What you have to do
Turn everything in the lines below, from the line containing "Where can you see the green stem" down to the line containing "Where can you see the horse's", both included, into a Markdown table with the columns "Row" and "Line". Number each row, and leave out blank lines and pictures.

Working data
——————————
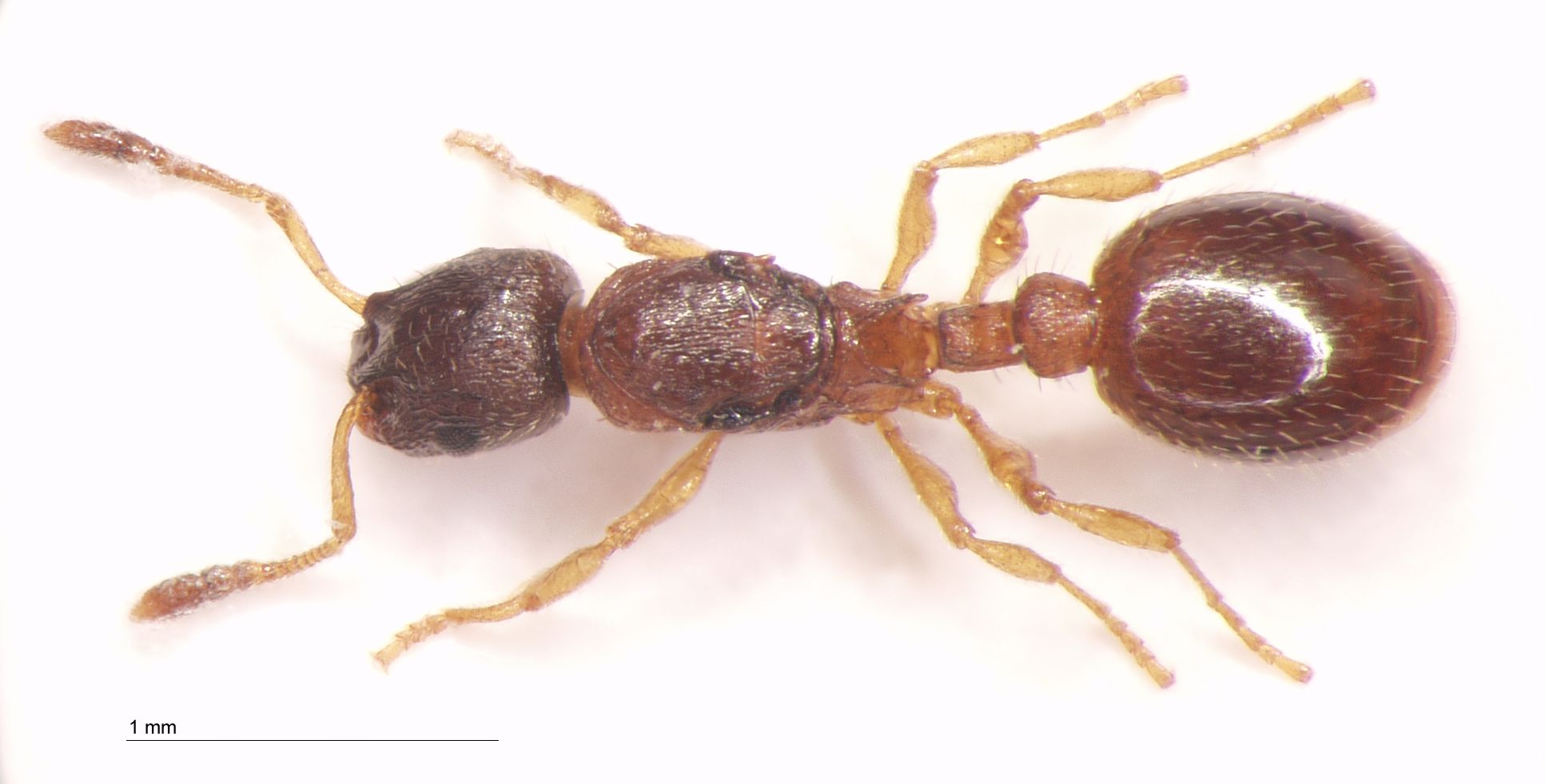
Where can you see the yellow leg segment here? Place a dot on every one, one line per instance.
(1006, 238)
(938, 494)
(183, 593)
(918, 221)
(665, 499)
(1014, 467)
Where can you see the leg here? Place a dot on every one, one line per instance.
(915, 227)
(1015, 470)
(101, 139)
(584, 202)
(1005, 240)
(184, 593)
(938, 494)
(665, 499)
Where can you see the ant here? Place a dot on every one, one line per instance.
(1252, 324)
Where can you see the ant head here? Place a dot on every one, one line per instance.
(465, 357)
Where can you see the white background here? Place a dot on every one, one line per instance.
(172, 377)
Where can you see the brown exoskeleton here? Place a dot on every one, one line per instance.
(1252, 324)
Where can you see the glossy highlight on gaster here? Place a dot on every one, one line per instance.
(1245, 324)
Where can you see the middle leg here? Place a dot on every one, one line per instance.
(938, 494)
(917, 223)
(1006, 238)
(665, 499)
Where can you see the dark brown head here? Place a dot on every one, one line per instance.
——————————
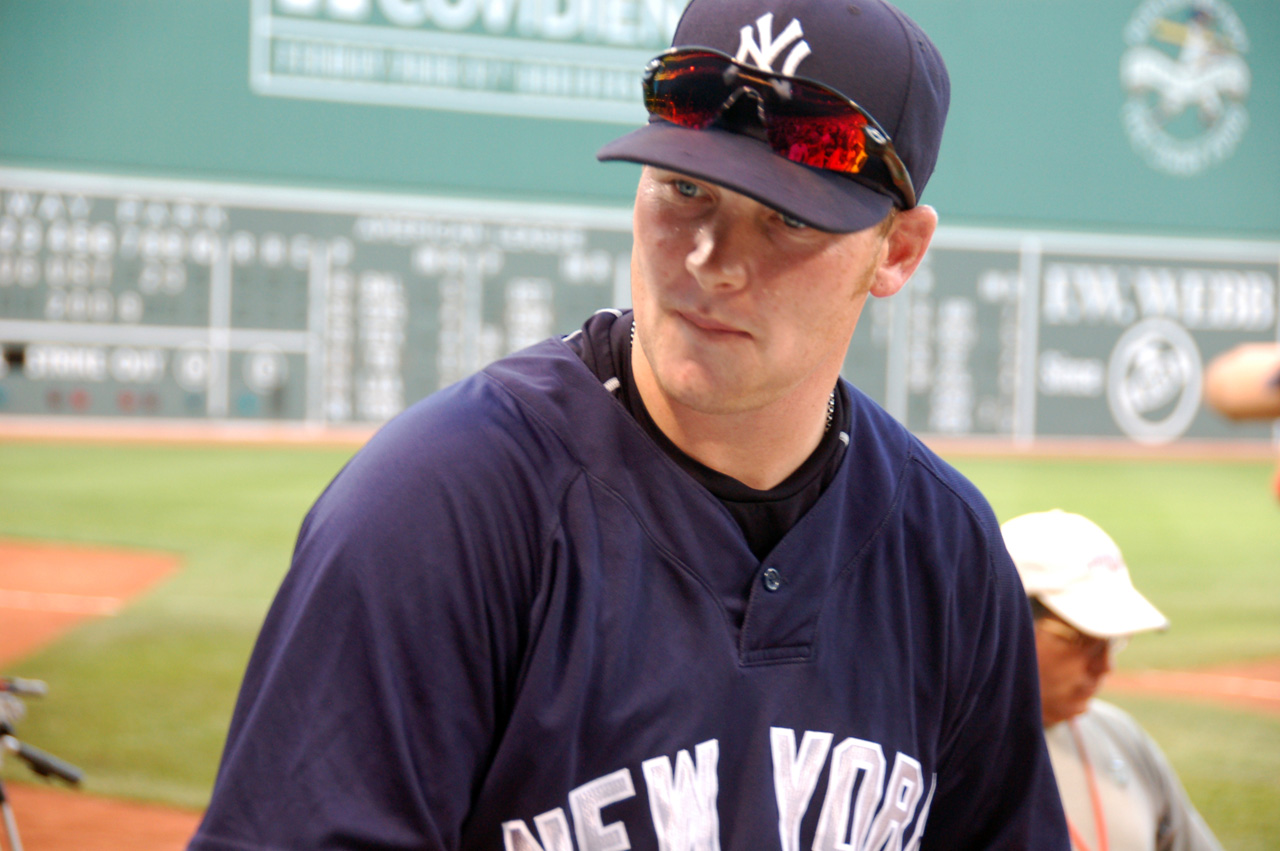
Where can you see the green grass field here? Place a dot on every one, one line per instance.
——————————
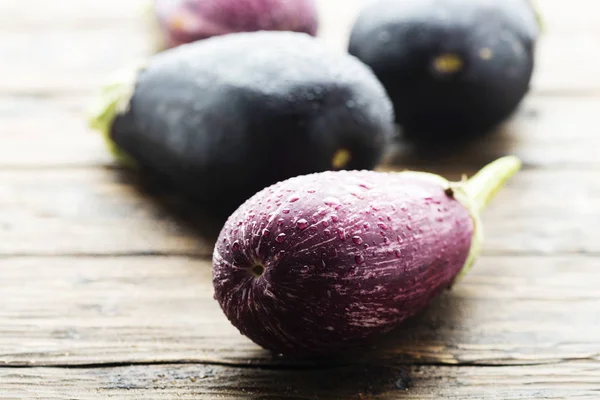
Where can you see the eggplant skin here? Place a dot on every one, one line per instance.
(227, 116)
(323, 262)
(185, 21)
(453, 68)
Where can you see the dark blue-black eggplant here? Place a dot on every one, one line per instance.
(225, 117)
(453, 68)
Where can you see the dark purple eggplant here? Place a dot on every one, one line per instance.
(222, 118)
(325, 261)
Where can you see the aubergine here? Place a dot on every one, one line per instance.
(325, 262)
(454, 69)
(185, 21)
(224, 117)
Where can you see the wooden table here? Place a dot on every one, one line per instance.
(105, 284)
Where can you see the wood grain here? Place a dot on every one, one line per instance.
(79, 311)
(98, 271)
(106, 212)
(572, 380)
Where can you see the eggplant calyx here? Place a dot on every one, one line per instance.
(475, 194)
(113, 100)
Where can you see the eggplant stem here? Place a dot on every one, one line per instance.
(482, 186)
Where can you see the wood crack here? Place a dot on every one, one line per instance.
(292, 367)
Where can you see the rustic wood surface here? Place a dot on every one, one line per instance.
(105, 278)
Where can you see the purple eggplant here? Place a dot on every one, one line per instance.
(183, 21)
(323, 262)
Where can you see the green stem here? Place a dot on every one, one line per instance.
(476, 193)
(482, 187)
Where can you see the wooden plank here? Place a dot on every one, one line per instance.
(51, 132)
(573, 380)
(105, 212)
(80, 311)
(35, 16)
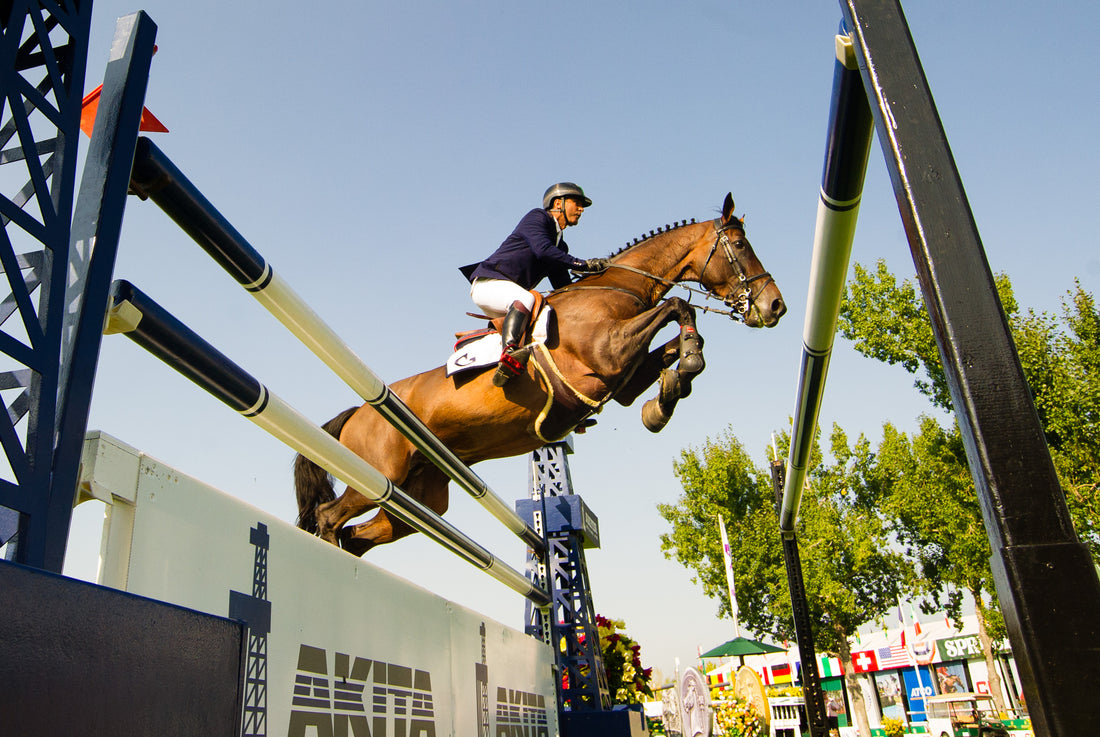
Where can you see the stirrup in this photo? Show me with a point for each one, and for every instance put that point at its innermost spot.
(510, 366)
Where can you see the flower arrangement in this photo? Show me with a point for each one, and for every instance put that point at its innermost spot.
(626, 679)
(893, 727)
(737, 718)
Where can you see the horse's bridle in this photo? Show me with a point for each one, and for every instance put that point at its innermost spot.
——————————
Solution below
| Row | Line |
|---|---|
| 1 | Where can you see the green stem here? Place a dot on every one, one line per instance. |
| 2 | (476, 193) |
| 3 | (482, 187) |
| 4 | Where can you see the wooden plank here? Place a dot on every one, one line per instance. |
| 5 | (51, 132) |
| 6 | (573, 380) |
| 7 | (105, 212) |
| 8 | (80, 311) |
| 9 | (35, 16) |
| 10 | Where can you see the stirrup in this photo? Show me with a point for each one, and for every instance put that point at its innermost spot. |
| 11 | (510, 366) |
| 12 | Where can you see the flower arrangement in this photo? Show me with a point for each one, and for every instance put that point at its innermost spot. |
| 13 | (626, 679) |
| 14 | (893, 727) |
| 15 | (737, 718) |
| 16 | Where can you see the horse's bridle in this photo? Show me with a point for each one, and for every instance put that point at its innermost spot. |